Cable clamp joints are pivotal connecting elements within modern tensile structures, with their performance being fundamentally critical to the overall structural reliability and safety of the system. These nodes function by utilizing the pre-tension force applied by high-strength bolts to create a synergistic clamping action between the clamp body and pressure plates. This action grips the cable body and generates frictional resistance, thereby inhibiting the slippage of the clamp along the cable. The integrity of this connection is paramount. Should slippage occur, the internal force state of the node is altered, leading to unintended deformations and significant losses in the designed pre-stress. This cascade effect ultimately compromises the load-bearing capacity and stability of the entire structural system. Furthermore, the friction during the slippage process can damage the protective layer of the cable, accelerating corrosion and drastically shortening the cable’s service life. Real-world project histories, such as incidents during the construction of major stadiums, have necessitated work stoppages and costly rework due to slippage issues in cable clamps, underscoring the severe practical consequences of such failures.
Saddle-shaped cable-net structures, characterized by their orthogonal cable layout, frequently employ orthogonal steel castings as the connecting nodes between intersecting cables. The geometric and load-transfer mechanisms of these orthogonal clamps differ significantly from conventional radial clamps. Therefore, to ensure engineering safety, conducting targeted anti-sliding performance tests is not just advisable but essential for validating their slip resistance, which directly correlates to the safety and reliability of the entire project application.
In general, the anti-sliding performance of a cable clamp node is predominantly governed by the frictional effect at the interface between the steel castings of the clamp and the cable body. This frictional behavior is influenced by a multitude of factors, with key parameters including the material properties of the contact surfaces, the geometric morphology of the cable channel, the type of surface coating, and the magnitude of the bolt preload. Purely theoretical analysis of the anti-sliding performance for complex steel castings is often insufficient, as it struggles to comprehensively account for all interacting variables and surface conditions present in real applications. Consequently, experimental research and analysis become indispensable tools for achieving a more precise and reliable performance assessment, providing the empirical data necessary for robust design validation.

* _WHAT THIS EXERCISE ASKS_:
[a] According to the passage on cable clamp joints, what do saddle-shaped cable-net structures frequently use as the connecting nodes between intersecting cables?
[b] Carry on the passage about the slip resistance of cable clamp joints, picking up after its final sentence.

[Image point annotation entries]
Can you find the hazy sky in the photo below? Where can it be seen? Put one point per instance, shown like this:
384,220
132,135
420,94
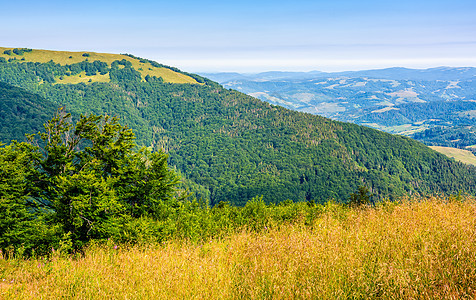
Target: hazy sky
251,36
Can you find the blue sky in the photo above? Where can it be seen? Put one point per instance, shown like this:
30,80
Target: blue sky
253,36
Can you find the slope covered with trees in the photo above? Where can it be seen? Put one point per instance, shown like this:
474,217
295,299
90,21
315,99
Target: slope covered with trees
239,147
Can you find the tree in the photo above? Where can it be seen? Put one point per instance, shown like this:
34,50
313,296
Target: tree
362,197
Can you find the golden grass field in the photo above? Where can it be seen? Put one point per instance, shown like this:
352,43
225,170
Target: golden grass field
411,250
64,57
461,155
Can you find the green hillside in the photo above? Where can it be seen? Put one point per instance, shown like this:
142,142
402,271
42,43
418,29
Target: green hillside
63,58
22,112
237,146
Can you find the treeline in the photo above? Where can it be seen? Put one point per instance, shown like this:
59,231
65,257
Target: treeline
30,74
238,147
73,183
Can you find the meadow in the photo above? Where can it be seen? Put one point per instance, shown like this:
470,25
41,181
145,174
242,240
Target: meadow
418,249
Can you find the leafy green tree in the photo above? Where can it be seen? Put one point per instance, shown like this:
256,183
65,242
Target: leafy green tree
361,197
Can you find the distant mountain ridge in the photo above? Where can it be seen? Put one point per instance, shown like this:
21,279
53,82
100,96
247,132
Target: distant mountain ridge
234,147
397,73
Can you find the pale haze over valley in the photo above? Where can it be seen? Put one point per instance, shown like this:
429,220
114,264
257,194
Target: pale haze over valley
254,36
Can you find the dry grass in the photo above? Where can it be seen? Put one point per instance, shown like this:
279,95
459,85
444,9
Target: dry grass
419,250
64,57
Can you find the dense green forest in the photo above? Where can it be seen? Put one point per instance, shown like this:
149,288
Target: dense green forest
237,147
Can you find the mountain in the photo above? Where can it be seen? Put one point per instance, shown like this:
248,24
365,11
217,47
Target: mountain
396,73
22,112
396,100
233,145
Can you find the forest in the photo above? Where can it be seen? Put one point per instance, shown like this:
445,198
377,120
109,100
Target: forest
136,187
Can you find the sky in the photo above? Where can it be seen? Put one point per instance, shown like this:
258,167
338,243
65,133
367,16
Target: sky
253,36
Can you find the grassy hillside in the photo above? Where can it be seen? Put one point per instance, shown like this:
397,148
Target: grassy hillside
238,147
22,112
461,155
410,250
68,58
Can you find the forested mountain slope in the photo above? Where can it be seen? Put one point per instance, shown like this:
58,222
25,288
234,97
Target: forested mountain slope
239,147
410,102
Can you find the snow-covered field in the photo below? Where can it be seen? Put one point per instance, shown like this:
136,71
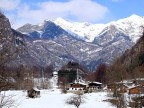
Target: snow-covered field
55,99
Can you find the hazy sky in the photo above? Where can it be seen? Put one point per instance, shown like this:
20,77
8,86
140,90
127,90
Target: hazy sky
93,11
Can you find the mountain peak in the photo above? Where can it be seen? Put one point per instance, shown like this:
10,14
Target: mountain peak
60,19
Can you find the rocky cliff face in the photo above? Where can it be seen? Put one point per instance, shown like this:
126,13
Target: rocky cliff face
9,41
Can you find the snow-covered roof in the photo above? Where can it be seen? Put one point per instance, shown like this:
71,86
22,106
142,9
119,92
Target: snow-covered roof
82,83
96,82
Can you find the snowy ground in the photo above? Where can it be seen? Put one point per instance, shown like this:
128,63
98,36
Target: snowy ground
55,99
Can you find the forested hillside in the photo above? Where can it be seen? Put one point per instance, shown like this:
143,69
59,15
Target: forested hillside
129,65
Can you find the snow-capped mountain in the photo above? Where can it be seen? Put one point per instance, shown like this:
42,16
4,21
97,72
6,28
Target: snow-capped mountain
60,41
131,26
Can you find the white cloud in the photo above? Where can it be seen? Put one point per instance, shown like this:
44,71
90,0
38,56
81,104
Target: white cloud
78,10
9,4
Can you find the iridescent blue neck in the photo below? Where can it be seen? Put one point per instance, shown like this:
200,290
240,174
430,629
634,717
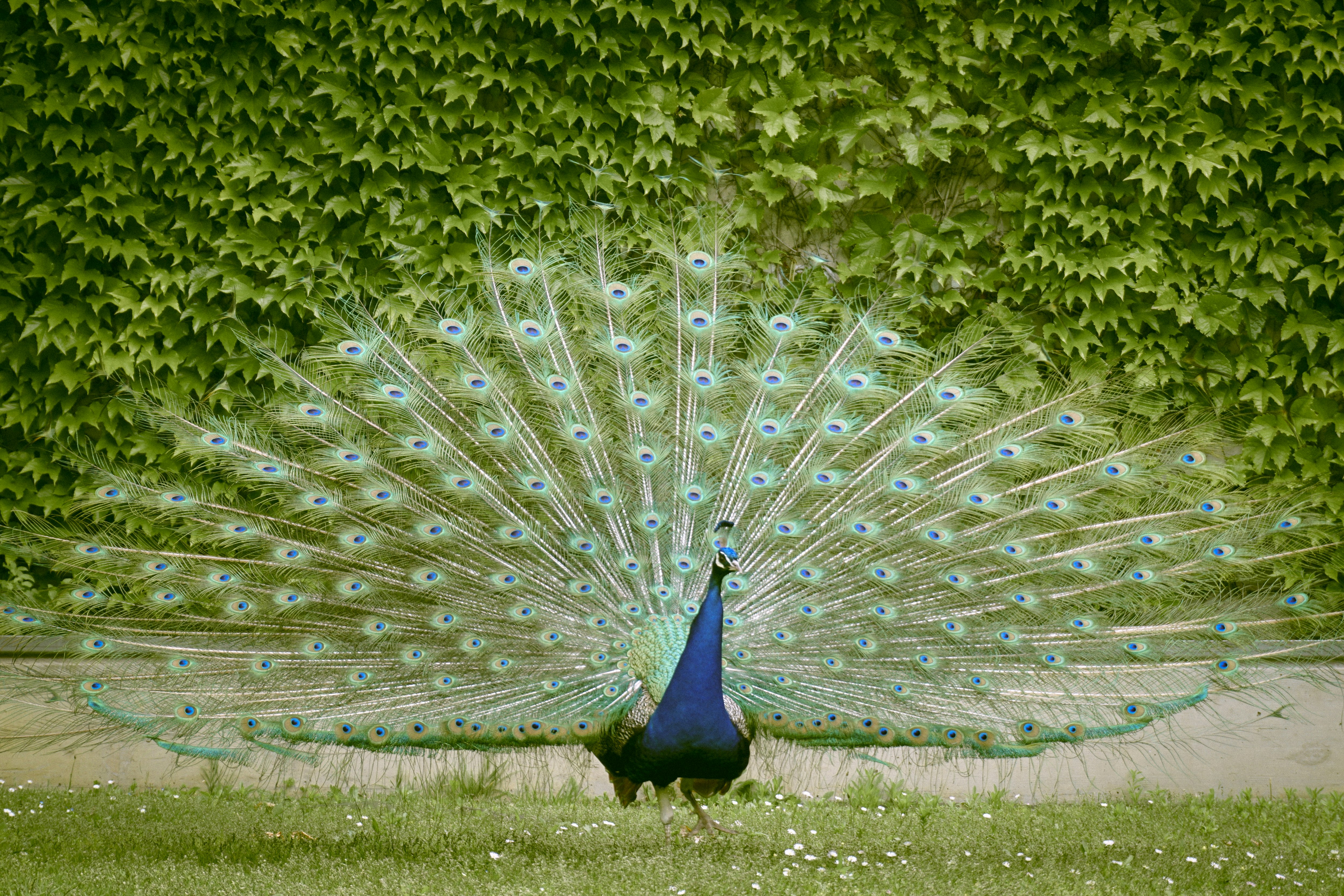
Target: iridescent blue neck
691,714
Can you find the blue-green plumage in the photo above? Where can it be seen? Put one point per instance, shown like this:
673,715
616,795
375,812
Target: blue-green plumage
488,524
690,734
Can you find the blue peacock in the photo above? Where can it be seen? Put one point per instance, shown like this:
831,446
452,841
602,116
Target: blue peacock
620,494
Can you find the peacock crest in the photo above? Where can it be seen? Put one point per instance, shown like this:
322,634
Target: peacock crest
487,518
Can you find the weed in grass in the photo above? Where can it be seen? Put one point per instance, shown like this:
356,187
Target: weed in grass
464,834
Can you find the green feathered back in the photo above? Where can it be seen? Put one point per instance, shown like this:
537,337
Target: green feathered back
487,520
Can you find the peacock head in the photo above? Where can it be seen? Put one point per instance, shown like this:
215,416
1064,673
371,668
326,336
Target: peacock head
726,561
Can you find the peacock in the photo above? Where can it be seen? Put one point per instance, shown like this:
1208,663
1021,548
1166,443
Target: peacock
620,491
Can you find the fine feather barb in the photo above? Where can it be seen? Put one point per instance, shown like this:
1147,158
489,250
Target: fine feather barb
484,518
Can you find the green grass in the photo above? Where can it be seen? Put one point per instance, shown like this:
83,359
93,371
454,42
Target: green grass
466,835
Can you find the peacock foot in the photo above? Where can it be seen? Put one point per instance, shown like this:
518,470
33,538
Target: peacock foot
705,823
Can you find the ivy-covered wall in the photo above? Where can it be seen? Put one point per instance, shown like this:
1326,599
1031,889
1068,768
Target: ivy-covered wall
1158,183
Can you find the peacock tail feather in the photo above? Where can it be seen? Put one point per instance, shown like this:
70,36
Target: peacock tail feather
484,519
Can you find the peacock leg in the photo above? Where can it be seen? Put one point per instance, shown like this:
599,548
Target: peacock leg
666,812
703,821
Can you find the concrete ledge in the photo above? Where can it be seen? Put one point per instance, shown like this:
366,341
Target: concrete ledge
1228,747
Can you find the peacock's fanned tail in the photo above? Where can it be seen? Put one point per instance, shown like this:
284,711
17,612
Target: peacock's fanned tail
484,520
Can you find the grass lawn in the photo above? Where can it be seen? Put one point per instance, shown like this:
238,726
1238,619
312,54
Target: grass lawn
470,838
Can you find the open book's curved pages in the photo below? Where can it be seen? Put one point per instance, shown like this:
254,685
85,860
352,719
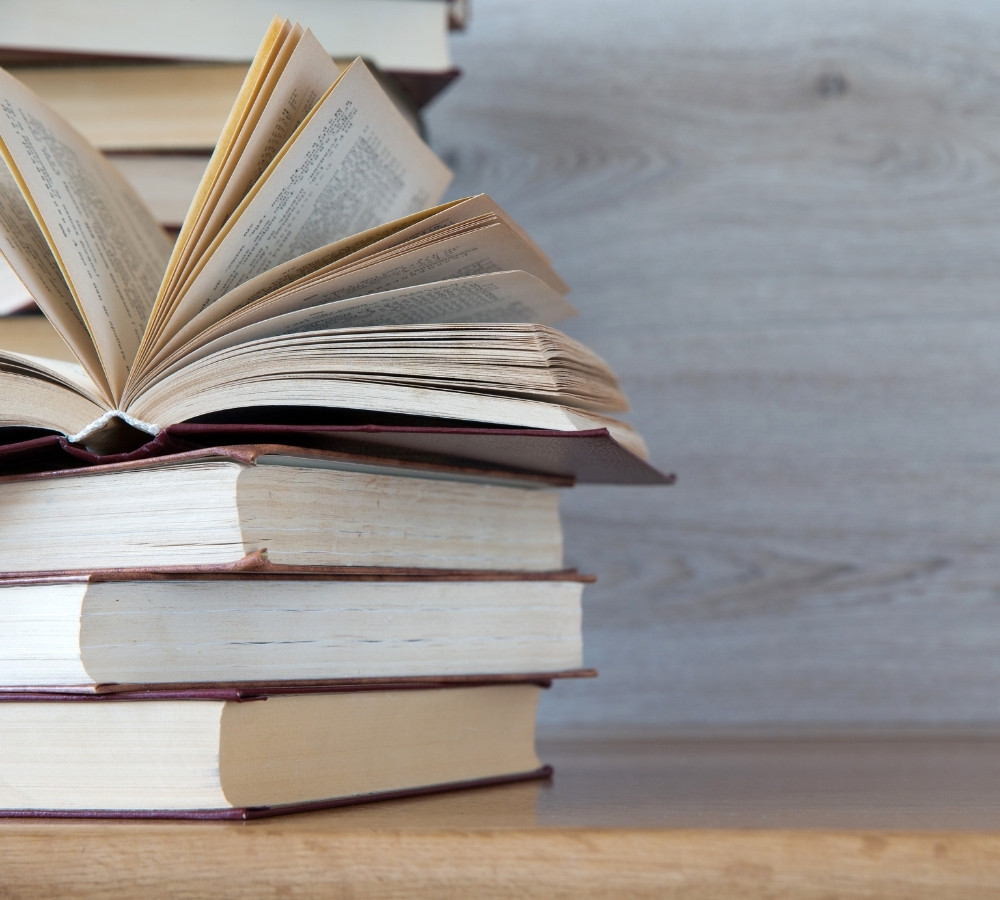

* _ANSWERS FOR THE TASKS_:
[a] Orthogonal steel castings.

[b]
Project Context and Structural System
The research is grounded in the context of a major international football center project. The stadium’s roof structure integrates both rigid and flexible components. The flexible inner ring features a self-anchored, fully enclosed cable-net system. A key element of this system is a double-layer, bidirectional orthogonal cable-net, which is prestressed to form a stable, pre-tensioned state in conjunction with outer compression rings and inner tension rings. The outer boundary of this cable net describes a saddle-shaped surface with significant height variation. The cables utilized are sealed wire ropes with a Zn95Al5 metallic coating. The critical connection points—the orthogonal nodes where upper and lower layer cables cross—are fabricated from G20Mn5QT grade steel castings, with their cable channels receiving a thermal-sprayed zinc treatment for corrosion protection. The performance of these bespoke steel castings is central to the structural integrity of the innovative roof.
Experimental Program: Objectives and Setup
The experimental study was designed to investigate the anti-sliding performance and the associated bolt preload relaxation characteristics of the orthogonal steel castings. Full-scale cable-clamp assemblies, identical to those specified for the project, were subjected to testing. The primary objectives were twofold:
- To install the clamps on unstressed cables, apply the specified bolt pre-torque, and then tension the cable to a designated service stress. Throughout this process and during sustained loading, the attenuation of the high-strength bolt clamping force was monitored in real-time.
- Upon stabilization of the bolt force decay, to conduct a thrust loading test on the clamp. This involved applying a controlled lateral force to the clamp body while simultaneously recording the applied load and the corresponding slip displacement, thereby determining the ultimate anti-sliding capacity and deriving the effective friction coefficient.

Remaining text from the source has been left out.